◆ SHORT EXERCISE: Can you rewrite every item below, swapping "a single point" for "one point" and leaving everything else as it is? Omit the pictures from your answer.

Rows from a pointing dataset:
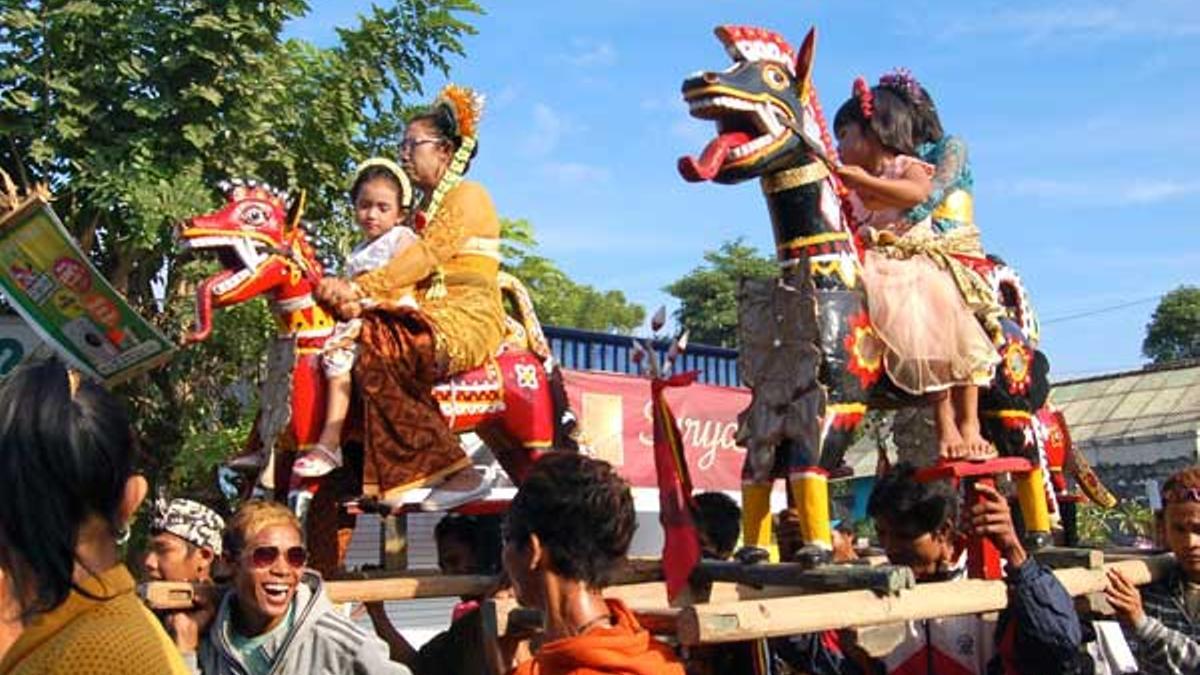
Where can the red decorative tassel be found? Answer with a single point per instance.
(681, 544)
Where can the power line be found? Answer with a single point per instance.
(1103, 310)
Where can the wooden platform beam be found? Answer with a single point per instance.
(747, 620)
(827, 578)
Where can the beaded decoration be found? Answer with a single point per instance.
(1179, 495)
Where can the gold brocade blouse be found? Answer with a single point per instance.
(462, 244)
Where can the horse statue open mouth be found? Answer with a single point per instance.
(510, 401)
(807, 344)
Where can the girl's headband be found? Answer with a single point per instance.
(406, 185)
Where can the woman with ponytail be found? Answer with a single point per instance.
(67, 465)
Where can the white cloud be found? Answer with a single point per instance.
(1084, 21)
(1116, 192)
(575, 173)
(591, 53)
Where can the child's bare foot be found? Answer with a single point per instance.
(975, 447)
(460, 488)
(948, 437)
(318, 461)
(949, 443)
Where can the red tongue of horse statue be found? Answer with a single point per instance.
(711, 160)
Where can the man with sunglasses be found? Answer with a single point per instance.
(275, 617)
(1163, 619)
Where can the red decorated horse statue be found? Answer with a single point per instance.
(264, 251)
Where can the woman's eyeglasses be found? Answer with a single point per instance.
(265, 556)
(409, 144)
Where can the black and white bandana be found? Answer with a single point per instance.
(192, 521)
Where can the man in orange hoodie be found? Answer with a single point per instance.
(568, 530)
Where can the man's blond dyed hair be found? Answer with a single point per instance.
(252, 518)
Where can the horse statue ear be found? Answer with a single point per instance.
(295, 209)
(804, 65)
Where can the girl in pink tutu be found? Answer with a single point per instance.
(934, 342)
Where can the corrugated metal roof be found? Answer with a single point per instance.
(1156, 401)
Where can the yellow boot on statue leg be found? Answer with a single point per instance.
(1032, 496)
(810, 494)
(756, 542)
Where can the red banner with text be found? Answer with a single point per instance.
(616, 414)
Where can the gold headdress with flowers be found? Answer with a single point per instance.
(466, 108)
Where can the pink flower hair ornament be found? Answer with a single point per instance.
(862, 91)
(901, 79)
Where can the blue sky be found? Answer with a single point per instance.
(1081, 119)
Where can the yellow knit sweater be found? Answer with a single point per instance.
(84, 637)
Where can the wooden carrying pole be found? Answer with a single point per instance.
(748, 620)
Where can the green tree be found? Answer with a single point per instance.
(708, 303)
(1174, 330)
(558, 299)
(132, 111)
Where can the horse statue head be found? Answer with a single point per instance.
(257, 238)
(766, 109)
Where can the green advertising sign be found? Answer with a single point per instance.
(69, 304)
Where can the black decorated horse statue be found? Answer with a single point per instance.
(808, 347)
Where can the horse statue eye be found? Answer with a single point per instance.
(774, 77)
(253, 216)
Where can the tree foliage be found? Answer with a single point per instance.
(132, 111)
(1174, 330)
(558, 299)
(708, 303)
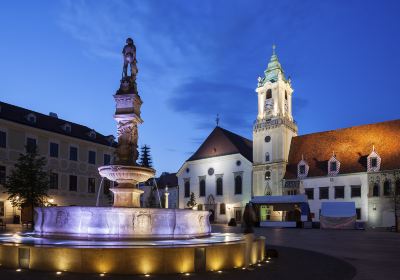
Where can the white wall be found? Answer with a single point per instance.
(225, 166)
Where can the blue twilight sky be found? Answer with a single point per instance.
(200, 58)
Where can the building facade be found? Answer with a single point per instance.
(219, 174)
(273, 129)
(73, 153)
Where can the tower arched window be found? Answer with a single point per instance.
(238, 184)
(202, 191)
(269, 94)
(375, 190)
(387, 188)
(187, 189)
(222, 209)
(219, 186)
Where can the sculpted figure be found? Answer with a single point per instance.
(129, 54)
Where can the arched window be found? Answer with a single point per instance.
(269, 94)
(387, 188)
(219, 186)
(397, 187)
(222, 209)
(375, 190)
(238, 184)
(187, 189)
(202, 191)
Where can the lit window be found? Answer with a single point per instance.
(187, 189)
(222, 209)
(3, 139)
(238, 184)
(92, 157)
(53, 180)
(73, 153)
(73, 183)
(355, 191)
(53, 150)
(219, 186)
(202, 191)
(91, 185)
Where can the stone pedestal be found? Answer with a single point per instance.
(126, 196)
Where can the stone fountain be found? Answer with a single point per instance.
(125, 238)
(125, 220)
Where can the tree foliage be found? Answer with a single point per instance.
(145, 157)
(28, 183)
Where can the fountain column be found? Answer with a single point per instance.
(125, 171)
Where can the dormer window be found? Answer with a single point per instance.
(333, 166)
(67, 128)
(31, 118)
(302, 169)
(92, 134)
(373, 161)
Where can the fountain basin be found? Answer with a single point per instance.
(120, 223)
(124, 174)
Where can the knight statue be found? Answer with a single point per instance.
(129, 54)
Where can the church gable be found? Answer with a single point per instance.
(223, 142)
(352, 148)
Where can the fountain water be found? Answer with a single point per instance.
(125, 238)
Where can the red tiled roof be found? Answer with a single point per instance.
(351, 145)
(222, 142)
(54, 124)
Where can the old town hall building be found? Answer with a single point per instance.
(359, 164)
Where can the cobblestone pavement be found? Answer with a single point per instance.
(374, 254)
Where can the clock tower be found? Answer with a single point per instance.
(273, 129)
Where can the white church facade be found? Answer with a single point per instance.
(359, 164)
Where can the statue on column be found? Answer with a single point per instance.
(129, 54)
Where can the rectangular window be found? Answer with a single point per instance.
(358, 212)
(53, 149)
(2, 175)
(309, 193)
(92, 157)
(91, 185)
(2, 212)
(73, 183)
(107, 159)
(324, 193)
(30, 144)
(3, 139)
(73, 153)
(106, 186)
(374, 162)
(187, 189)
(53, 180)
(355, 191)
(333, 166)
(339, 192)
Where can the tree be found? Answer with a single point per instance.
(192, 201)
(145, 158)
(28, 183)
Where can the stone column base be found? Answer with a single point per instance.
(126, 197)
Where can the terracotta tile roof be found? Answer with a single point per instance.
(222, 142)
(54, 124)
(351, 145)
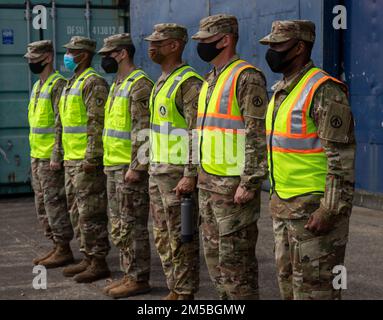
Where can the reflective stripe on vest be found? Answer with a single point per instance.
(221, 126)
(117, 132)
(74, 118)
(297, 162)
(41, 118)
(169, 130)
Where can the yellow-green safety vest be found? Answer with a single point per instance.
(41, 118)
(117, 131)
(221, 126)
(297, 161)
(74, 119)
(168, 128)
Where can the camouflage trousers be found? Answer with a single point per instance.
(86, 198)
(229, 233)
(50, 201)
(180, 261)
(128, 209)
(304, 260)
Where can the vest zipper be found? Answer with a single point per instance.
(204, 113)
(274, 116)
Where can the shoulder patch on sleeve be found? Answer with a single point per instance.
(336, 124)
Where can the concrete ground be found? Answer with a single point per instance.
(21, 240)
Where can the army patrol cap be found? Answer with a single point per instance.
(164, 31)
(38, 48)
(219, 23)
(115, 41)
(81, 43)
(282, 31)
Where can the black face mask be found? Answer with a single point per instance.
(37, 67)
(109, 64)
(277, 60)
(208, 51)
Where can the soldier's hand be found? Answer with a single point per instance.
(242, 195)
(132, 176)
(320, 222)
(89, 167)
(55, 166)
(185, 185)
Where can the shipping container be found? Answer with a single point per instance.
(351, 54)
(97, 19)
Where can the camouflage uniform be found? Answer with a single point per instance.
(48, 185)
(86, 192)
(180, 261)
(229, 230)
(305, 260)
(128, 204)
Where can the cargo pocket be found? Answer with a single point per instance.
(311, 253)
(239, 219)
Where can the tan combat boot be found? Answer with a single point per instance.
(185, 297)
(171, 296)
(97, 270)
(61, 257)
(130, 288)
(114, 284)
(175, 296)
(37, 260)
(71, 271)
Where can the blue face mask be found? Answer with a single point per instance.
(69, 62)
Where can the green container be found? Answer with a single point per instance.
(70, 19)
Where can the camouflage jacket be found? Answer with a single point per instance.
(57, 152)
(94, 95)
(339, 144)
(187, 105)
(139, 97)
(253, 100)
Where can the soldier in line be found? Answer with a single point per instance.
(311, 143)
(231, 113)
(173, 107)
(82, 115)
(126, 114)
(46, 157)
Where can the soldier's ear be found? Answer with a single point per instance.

◆ SOLUTION TO THIS PROBLEM:
Where can the red decorative tassel be found? Answer with one point per instance.
(681, 544)
Where can the power line be found? Answer with one point per instance.
(1103, 310)
Where can the wooden platform beam be found? Answer with one point per instance.
(747, 620)
(827, 578)
Where can the beaded decoration be found? Answer with one point per instance.
(1179, 495)
Where can the gold brocade blouse be found? Answer with one point per instance.
(462, 244)
Where can the horse statue open mouth be found? Answer with one point per instance.
(510, 401)
(807, 344)
Where can the girl's headband be found? Answer with one point per instance.
(406, 185)
Where can the woman with ponytail be found? Answer with one point per instance.
(67, 465)
Where can the white cloud be found? Answer with one point per instance.
(1084, 21)
(1116, 192)
(575, 173)
(591, 53)
Where can the child's bare foot be found? Answer with one point per instance.
(975, 447)
(460, 488)
(948, 437)
(318, 461)
(949, 443)
Where can the red tongue of horse statue be found? Answer with one point per instance.
(711, 160)
Where can the man with sunglasses be found? Answer with one point per instance.
(275, 617)
(1163, 619)
Where can the red decorated horse statue be found? Answer with one point per instance.
(264, 251)
Where can the woman's eyeglasses be found? Answer with one point per instance.
(265, 556)
(409, 144)
Where can the black and white bandana be found? Answer with one point per instance.
(192, 521)
Where can the man in orange hoodie be found? Answer with one point per instance.
(568, 530)
Where can the man's blond dyed hair be found? Answer with one point per instance.
(252, 518)
Where can the horse statue ear be found? Answer with one point per instance.
(295, 209)
(804, 65)
Where can the girl in pink tutu be found? Answer with one point per instance.
(934, 342)
Where can the corrugated metal roof be found? Answer with one point per instance.
(1156, 401)
Where can the yellow boot on statue leg be found? Answer with one point per instance.
(1032, 496)
(810, 494)
(756, 542)
Where can the red banner with text be found? Answer with one point per instance.
(616, 414)
Where can the gold headdress with flowers be found? Answer with one point per instance.
(466, 108)
Where can the pink flower hair ornament be found? Answer with one point per instance.
(862, 91)
(901, 79)
Where can the blue sky be found? Answer with one point per instance.
(1081, 119)
Where can the yellow knit sweater be found? Answer with one point per instance.
(84, 637)
Where can the wooden carrying pole be found? Answer with one point per instance.
(748, 620)
Where can the green tree be found? Answer with one point per instance.
(708, 303)
(1174, 330)
(558, 299)
(132, 111)
Where can the horse statue head be found? Answer with one point per instance.
(257, 238)
(766, 109)
Where can the green advertising sign be found? Answer with one point per instance.
(69, 304)
Where can the black decorated horse statue be found? Answer with one point per instance.
(808, 347)
Where can the horse statue eye be found? Answer with one point per instance.
(774, 77)
(253, 216)
Where can the tree foliage be found? Answer with one point per instance.
(132, 111)
(1174, 330)
(558, 299)
(708, 303)
Where can the white wall be found? Answer with one point per instance.
(225, 166)
Where can the blue twilight sky be found? Answer with one point per instance.
(200, 58)
Where can the building facade be found? Answer with one point per instance.
(219, 174)
(273, 129)
(73, 153)
Where can the tower arched window be found? Answer with one point per instance.
(238, 184)
(202, 191)
(269, 94)
(375, 190)
(387, 188)
(187, 189)
(222, 209)
(219, 186)
Where can the sculpted figure be found? Answer with one point per instance.
(129, 54)
Where can the arched window be found? Answer with one point per instance.
(269, 94)
(387, 188)
(219, 186)
(397, 187)
(222, 209)
(375, 190)
(238, 184)
(187, 189)
(202, 191)
Where can the lit window be found? Answer with one point per instance.
(187, 189)
(222, 209)
(3, 139)
(238, 184)
(92, 157)
(53, 180)
(73, 153)
(73, 183)
(355, 191)
(53, 150)
(219, 186)
(202, 191)
(91, 185)
Where can the stone pedestal be found? Answer with one point per instance.
(126, 196)
Where can the stone fountain be found? Answer with one point per instance.
(125, 238)
(125, 220)
Where can the tree foliage be found? Answer with one point per instance.
(145, 157)
(28, 183)
Where can the fountain column be found? Answer with one point per instance.
(125, 171)
Where can the dormer window be found? Answer with one point per instance.
(333, 166)
(67, 128)
(31, 118)
(302, 169)
(92, 134)
(373, 161)
Where can the fountain basin be found? Answer with one point per instance.
(120, 223)
(124, 174)
Where can the knight statue be found? Answer with one point per instance.
(129, 54)
Where can the church gable be found? Answer with one point per instance.
(223, 142)
(352, 148)
Where can the fountain water be found? Answer with one point per instance.
(125, 238)
Where can the red tiled roof be found? Answer with one point per instance.
(351, 145)
(222, 142)
(54, 124)
Where can the old town hall building be found? Answer with one point per instance.
(359, 164)
Where can the cobblestone pavement be found? Answer with one point per instance.
(374, 254)
Where can the clock tower be found? Answer with one point per instance.
(273, 129)
Where can the white church facade be found? Answer with one point per instance.
(359, 164)
Where can the statue on column be found? Answer with one point per instance.
(129, 54)
Where can the rectangular window be found? Answer with one point per instance.
(358, 212)
(53, 149)
(2, 175)
(309, 193)
(92, 157)
(91, 185)
(2, 212)
(73, 183)
(107, 159)
(324, 193)
(30, 144)
(3, 139)
(73, 153)
(106, 186)
(374, 162)
(187, 189)
(53, 180)
(355, 191)
(333, 166)
(339, 192)
Where can the tree be found? Answer with one point per instance.
(192, 201)
(145, 158)
(28, 183)
Where can the stone column base be found? Answer with one point per instance.
(126, 197)
Where can the terracotta tile roof be found? Answer with one point per instance.
(222, 142)
(54, 124)
(351, 145)
Where can the reflective stripe on vest be found? Answer with one point per instance.
(221, 126)
(117, 132)
(74, 118)
(297, 162)
(41, 118)
(169, 130)
Where can the yellow-green safety vest be found? Answer with one point per instance.
(41, 118)
(117, 131)
(221, 126)
(297, 161)
(74, 119)
(168, 128)
Where can the camouflage trousers be found? Answer with one point per instance.
(86, 198)
(229, 233)
(50, 201)
(180, 261)
(128, 209)
(304, 260)
Where can the vest zipper be found? Answer with one point per instance.
(204, 113)
(274, 116)
Where can the shoulder patch on sleeve be found? Answer with one point per instance.
(336, 124)
Where can the concrete ground be found? Answer with one point per instance.
(21, 240)
Where can the army patrol cap be found? Answer with one point per instance.
(164, 31)
(38, 48)
(219, 23)
(115, 41)
(81, 43)
(282, 31)
Where can the black face mask be found? Answer with one point per instance.
(37, 67)
(109, 64)
(277, 60)
(208, 51)
Where can the soldier's hand be found? Answer with one point per instance.
(242, 195)
(132, 176)
(320, 222)
(89, 167)
(55, 166)
(185, 185)
Where can the shipping container be found? Answer with one point per instance.
(351, 54)
(97, 19)
Where can the camouflage uniform be found? Answer with one point per instance.
(48, 185)
(86, 192)
(180, 261)
(229, 230)
(305, 260)
(128, 204)
Where can the cargo pocket be found? Answer with one point per instance.
(311, 253)
(239, 219)
Where can the tan combat boot be found? Answer with one point per instance.
(185, 297)
(171, 296)
(97, 270)
(61, 257)
(130, 288)
(114, 284)
(175, 296)
(37, 260)
(71, 271)
Where can the blue face mask be found? Answer with one point per instance.
(69, 62)
Where can the green container be found? Answer with one point per instance.
(70, 19)
Where can the camouflage jacket be found? Answer with one point per instance.
(57, 152)
(94, 95)
(339, 144)
(187, 105)
(139, 97)
(253, 100)
Where can the soldier in line be found? Answer with one point per instance.
(311, 143)
(231, 113)
(173, 107)
(82, 115)
(126, 114)
(46, 157)
Where can the soldier's ear be found? Answer with one point per instance.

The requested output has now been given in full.